_Texto fornecido_.

----

Maria Das Dores se refere a uma unidade móvel da Polícia Militar que faz o policiamento em toda a área durante 24 horas. O trabalho do Saerb, que abastece o parque todos os dias com cinco mil litros de água tratada, também vem sendo bastante elogiado pelas pessoas que trabalham e que estão abrigadas no parque. Outro serviço de grande importância e que se percebe na chegado ao local é a segurança em que se encontram os móveis e utensílios de cada família. Toda a mobília foi colocada debaixo de galpões e coberta por uma lona. Os lotes podem ser facilmente identificadas através de placas que indicam o nome dos proprietários.
A qualidade da comida e o atendimento no posto de saúde, segundo a dona de casa Francisca Abreu Santos faz esquecer um pouco a imagem que guarda de sua casa, que ficou debaixo d’água no bairro Seis de Agosto. Ela também elogia o tratamento recebido pelos dois filhos que estão abrigados no parque há duas semanas.
O barulho das crianças e os cães que dividem o abrigo incomodam Francisca, mas ela se diz agradecida por não ter perdido nenhum utensílio doméstico e estar em um local seguro com a família. “Aqui a gente não precisa se preocupar nem em fazer comida, graças a Deus”, diz a dona de casa.
Cantinho da Cidadania
No abrigo do Parque Castelo Branco os jovens têm várias opções durante todo o dia, como praticar esporte na quadra de futebol de areia ou de vôlei ou brincar nos jogos de mesa. Mas o Cantinho da Cidadania, um lugar onde as crianças participam de atividades artísticas e cultural é o que mais chama a atenção das centenas de meninos e meninas que hoje estão abrigados no parque de exposição. Lá, eles podem brincar com vários jogos educativos, pintura livre e facial ou assistir a filmes em um telão.

----

_Enunciado das tarefas_.
• a. De acordo com o texto sobre o abrigo do Parque Castelo Branco, quantos litros de água tratada o Saerb leva ao parque diariamente?
• b. Dê continuidade ao texto sobre o abrigo do Parque Castelo Branco, começando logo após a sua última frase.

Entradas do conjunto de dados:
----

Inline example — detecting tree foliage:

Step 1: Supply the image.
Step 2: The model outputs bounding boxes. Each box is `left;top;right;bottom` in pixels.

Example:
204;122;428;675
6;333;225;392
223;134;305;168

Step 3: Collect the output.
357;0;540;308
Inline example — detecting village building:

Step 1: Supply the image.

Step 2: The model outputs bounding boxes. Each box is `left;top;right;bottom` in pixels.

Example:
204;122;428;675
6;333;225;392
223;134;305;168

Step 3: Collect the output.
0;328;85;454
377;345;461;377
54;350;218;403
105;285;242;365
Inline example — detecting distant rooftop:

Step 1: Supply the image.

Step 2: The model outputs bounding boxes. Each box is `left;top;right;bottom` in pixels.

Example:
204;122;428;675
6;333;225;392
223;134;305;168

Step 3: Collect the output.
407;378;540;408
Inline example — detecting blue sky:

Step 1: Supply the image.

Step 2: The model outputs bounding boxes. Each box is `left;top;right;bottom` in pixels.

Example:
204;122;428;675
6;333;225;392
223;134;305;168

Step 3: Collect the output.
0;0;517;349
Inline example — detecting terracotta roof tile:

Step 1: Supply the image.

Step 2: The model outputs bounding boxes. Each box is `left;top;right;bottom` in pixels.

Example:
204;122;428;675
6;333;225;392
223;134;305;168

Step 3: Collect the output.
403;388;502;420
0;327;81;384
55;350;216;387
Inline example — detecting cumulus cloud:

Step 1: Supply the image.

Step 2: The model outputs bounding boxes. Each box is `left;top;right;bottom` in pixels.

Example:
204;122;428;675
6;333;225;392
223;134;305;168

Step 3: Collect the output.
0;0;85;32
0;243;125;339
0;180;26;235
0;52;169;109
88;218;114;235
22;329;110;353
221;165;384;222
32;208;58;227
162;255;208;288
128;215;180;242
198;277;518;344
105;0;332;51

----

_Respostas por tarefa_.
• a. Cinco mil litros de água tratada por dia.

• b.
A menina Gabriela Cruz, 7 anos, diz que passa o dia brincando de pular corda ou fazendo pinturas no Cantinho da Cidadania. “Lá eu brinco de pintar o rosto, também faço pinturas no papel, canto, vejo filmes e faço um monte de coisas divertidas”, conta Gabriela, que teve sua casa invadida pelas águas no bairro Taquari.
Rádio Comunitária ajuda com informações
Um sistema interno de comunicação instalado no box da Rádio Difusora, envia vários tipos de orientações aos ‘hóspedes’, principalmente sobre as regras de convivência. Uma equipe especializada da Prefeitura de Rio Branco cuida dessa parte. Quando acontece algum tipo de desentendimento entre vizinhos seus membros são enviados imediatamente ao local do conflito, onde tentam contornar a situação.
A jornalista Lamlid Nobre, responsável pelo sistema de comunicação, diz que a ‘rádio ‘comunitária’ também envia diariamente informações de como se prevenir de alguns tipos de doenças, além de estar sempre convidando os desabrigados a participaram de cursos na oficina de reciclagem, arranjos florais, confecção em tecidos, pinturas e bijuterias.
Em todos os lugares do parque onde há famílias instaladas se pode ouvir as informações do sistema de comunicação e ainda música de vários estilos. “Aqui se ouve gospel, MPB, brega e até internacional. A intenção é distrair as pessoas que estão abrigadas e também aos servidores públicos e voluntários que trabalham o dia inteiro”, diz o músico Dalas Dean.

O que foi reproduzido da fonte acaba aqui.